#### [YOUR GOAL]
Write out every line from the start of the records below through the line containing "[[153, 60]]", shifting each coordinate by adding 58 to it.
### PROVIDED MATERIAL ###
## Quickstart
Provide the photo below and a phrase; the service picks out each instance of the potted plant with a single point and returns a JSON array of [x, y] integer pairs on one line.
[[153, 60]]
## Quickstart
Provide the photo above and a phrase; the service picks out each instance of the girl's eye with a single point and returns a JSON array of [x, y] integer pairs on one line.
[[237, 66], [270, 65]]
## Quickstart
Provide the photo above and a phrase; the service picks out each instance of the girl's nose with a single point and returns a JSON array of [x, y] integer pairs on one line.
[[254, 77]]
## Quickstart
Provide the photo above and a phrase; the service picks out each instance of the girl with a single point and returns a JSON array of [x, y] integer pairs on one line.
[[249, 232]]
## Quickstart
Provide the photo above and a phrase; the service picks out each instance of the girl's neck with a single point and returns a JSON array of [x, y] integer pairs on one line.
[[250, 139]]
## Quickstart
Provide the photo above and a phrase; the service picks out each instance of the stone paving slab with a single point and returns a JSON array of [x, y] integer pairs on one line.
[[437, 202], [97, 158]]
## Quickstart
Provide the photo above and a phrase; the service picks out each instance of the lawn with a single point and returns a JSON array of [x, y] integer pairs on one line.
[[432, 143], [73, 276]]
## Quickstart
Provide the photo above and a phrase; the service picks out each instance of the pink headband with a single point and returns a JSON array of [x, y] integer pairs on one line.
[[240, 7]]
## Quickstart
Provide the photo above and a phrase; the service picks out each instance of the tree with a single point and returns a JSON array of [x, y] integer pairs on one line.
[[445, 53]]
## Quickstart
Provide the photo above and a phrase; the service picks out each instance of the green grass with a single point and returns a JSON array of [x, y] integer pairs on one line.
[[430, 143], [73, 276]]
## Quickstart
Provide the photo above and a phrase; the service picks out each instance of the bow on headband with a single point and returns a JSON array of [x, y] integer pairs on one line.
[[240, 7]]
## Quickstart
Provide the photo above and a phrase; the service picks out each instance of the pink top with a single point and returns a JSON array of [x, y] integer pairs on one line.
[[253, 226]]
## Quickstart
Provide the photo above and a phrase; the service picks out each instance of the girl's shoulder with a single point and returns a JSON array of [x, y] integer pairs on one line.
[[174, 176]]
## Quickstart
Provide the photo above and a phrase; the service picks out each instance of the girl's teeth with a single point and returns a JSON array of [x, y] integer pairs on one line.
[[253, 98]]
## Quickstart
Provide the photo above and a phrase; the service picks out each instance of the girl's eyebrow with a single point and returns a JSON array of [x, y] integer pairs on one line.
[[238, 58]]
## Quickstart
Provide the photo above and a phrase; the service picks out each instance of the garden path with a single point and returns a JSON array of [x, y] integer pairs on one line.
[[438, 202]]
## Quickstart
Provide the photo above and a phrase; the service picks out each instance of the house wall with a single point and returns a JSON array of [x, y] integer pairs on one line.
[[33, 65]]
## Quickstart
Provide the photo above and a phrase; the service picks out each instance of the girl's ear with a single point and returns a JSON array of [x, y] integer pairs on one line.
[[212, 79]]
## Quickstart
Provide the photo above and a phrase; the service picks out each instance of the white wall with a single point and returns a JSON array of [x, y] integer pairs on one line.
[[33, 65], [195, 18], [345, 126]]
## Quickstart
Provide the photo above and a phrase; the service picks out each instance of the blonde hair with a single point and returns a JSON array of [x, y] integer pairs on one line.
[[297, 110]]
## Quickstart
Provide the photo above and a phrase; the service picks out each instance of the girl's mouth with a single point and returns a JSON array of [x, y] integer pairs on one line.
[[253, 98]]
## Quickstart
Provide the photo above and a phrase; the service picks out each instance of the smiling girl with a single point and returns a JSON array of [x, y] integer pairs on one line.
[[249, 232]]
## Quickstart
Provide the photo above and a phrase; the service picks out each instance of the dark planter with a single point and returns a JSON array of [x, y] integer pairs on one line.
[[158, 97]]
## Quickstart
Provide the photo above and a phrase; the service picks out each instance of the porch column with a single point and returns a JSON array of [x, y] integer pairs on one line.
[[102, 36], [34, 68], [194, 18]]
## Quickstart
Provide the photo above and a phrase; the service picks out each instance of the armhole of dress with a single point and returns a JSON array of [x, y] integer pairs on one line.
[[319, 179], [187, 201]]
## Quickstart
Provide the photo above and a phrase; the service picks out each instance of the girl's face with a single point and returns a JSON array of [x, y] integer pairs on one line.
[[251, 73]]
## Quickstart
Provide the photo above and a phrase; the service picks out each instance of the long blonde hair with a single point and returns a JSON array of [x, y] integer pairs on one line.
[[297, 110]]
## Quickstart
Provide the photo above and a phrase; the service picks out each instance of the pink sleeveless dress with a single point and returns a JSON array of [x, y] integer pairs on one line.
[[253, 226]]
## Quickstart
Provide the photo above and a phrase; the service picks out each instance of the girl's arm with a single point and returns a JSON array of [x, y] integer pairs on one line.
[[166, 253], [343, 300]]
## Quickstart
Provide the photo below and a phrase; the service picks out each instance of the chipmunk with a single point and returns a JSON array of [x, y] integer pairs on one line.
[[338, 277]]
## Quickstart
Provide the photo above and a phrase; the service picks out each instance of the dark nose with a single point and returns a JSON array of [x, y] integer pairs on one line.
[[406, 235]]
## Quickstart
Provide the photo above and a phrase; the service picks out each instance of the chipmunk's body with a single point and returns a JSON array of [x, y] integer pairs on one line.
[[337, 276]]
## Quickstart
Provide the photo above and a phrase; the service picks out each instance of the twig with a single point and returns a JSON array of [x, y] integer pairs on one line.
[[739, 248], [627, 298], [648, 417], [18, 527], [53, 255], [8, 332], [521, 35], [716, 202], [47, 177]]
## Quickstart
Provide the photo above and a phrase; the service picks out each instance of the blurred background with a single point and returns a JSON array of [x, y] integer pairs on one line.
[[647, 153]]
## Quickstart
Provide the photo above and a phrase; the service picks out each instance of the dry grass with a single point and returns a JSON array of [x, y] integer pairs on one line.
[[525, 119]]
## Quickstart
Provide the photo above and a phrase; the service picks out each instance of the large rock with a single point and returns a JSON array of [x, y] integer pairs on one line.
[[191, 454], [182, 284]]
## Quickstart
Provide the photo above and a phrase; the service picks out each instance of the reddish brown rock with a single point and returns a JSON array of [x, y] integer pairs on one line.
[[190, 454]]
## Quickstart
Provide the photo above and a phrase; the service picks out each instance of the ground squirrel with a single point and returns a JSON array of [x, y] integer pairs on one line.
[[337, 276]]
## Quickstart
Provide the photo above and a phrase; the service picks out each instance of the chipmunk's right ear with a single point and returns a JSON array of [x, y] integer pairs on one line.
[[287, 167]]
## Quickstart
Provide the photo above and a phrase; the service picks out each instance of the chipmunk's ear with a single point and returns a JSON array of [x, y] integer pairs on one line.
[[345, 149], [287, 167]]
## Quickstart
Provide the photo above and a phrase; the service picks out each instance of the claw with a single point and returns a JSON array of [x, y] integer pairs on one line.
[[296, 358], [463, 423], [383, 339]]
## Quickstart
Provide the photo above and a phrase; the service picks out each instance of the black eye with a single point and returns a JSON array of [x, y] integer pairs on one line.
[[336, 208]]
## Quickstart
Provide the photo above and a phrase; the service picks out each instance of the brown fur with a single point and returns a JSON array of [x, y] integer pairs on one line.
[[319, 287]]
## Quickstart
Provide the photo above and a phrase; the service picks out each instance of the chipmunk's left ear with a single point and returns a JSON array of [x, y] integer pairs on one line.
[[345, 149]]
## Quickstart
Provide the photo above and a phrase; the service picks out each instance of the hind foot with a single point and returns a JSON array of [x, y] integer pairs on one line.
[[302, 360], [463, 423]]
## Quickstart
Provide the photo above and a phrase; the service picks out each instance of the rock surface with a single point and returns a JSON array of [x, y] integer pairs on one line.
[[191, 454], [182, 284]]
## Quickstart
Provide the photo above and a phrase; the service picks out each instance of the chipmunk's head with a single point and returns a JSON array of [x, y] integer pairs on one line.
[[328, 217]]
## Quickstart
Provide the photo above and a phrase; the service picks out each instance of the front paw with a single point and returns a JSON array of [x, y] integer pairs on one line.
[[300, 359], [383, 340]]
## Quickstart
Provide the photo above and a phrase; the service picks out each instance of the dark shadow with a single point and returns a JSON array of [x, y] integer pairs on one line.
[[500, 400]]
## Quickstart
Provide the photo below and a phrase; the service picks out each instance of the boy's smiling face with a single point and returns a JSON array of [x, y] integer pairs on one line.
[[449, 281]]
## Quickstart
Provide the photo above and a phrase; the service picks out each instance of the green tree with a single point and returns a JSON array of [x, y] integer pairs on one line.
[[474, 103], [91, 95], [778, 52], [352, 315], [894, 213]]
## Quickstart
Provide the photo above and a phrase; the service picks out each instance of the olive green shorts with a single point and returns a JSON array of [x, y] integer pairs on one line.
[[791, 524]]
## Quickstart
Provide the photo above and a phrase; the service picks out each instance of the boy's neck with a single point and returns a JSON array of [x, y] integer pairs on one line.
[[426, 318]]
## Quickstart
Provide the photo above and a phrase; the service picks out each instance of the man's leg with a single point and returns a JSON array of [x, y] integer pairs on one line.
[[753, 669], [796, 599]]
###
#### [RESPONSE FOR THIS EXERCISE]
## Quickstart
Provide the photo below and a phrase; the service picks out each instance of the potted plant with a single point and returns a JSON array of [x, y] integer pairs on one line.
[[211, 118]]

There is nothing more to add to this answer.